• [WHAT TO DO]
1) Translate this sentence from the conversation about street lights and signs into Spanish: "And then that's how you take that knowledge and you engineer it into the things that you're designing and building so that you get better outcomes."
2) Carry on the conversation about street lights and signs, picking up right after its last line.

And then that's how you take that knowledge and you engineer it into the things that you're designing and building so that you get better outcomes.
[00:07:31] Ken: That's, that's so fascinating to me. And, and so I understand the ergonomics, like from a conceptual perspective, right? Can you give me an example of like a psychology, the psychology side of that?
Like, I don't know if it'd be like, oh, street lights, where we have the top is red and the bottom is green, and it's like, I don't know if there's something cognitive about that.
[00:07:52] Thomas: That's a good one. That's a good one. So if we take, if we take street lights for folks who are not colorblind, they can see the difference between the red light and the green light, and then that maps onto a certain meaning.
And so but if you have it on the top, One on the top and one on the bottom. Now you have a redundant attribute. So say folks who are colorblind, they have still a way of seeing which light is on. And for folks who are not colorblind, you have an extra redundant piece of information to kind of help you to help you do that.
Another thing, while we're talking about street street signs, if you compare the street sign, That are on mostly the West coast and East coast. I don't wanna generalize, but I just took a trip up back up to Boston to visit my parents. And the street signs are very small. They're kind of legacy little green.
They're like on a plate, they're on the side of the street. You can kind of barely see them. Whereas I don't know if it's all over California, but many parts of California that at least I've been in, you know, the listeners will know if they're from California. Big hanging street signs right in the middle where you don't have to fight to see it.

• [PROVIDED INFORMATION]
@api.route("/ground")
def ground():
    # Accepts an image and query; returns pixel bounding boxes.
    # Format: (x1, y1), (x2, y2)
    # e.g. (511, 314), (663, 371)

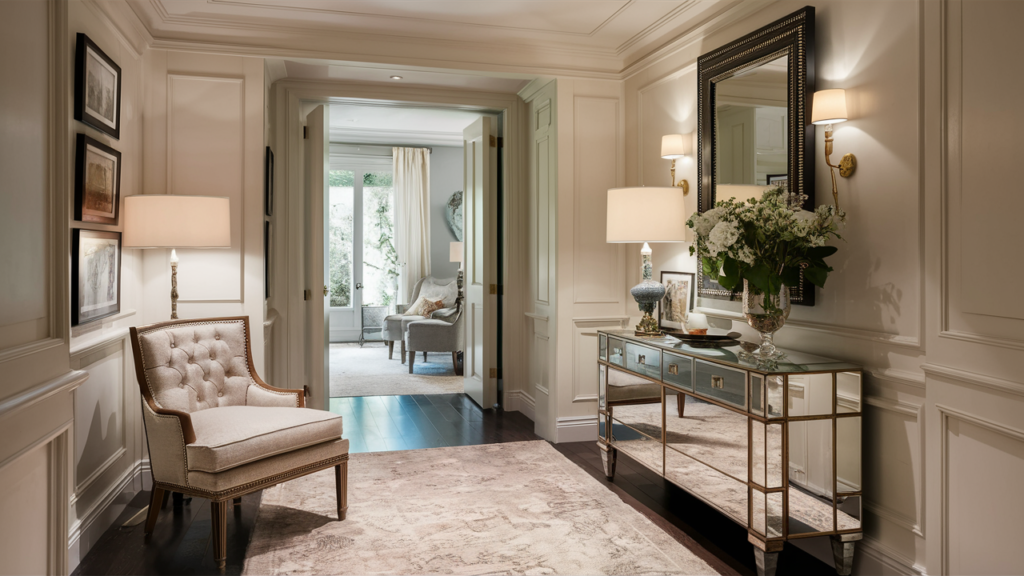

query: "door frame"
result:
(268, 80), (534, 414)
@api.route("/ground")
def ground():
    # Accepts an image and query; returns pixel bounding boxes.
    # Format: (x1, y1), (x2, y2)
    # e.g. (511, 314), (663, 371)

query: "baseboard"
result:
(505, 390), (537, 422)
(555, 416), (598, 444)
(68, 460), (150, 572)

• [TASK ANSWERS]
1) Y así es como tomas ese conocimiento y lo incorporas, mediante la ingeniería, a las cosas que estás diseñando y construyendo para obtener mejores resultados.

2)
You could see it from way down the street. Further away it's taking into account like, look, hey, people who are driving down the street are gonna have to see this, so let's put it big and in the middle to where it's easy to make navigational decisions and to see necessary information while you're driving, instead of having it to be something that you have to hunt and look for.
[00:09:22] Ken: That's so cool. There, there's actually a very small tangent, so I've gotten really into, on YouTube. There's this. It's like a sport called, I forgot what it's called. It's like geo tracking or something. And people, they're shown random places on Google Maps, and then they have to go on the map and select where it is.
And one of the things they use, they look at street signs, they look at lamp posts they look at license plate, they look at like a lot of different things. And like the street times is one of the most characteristic things to tell you where you are. Which, you know, it's, it's, it's a very interesting thing to see how that's evolved in different places and the meaning, you know, I would imagine in China or in Japan, it's very different because things are read in a different direction and those types of things. Yeah, I would imagine that plays into how they designed them and those types of things as well, from your perspective.
[00:10:15] Thomas: Yeah. Yeah, absolutely. Here's another example from what you brought up maps. So you, you know, if you look at Google Map, . The, there's 20 different zoom levels of altitude that you could look at Google Maps, and if you look at the information that's available, different information is available as you're zooming in and out.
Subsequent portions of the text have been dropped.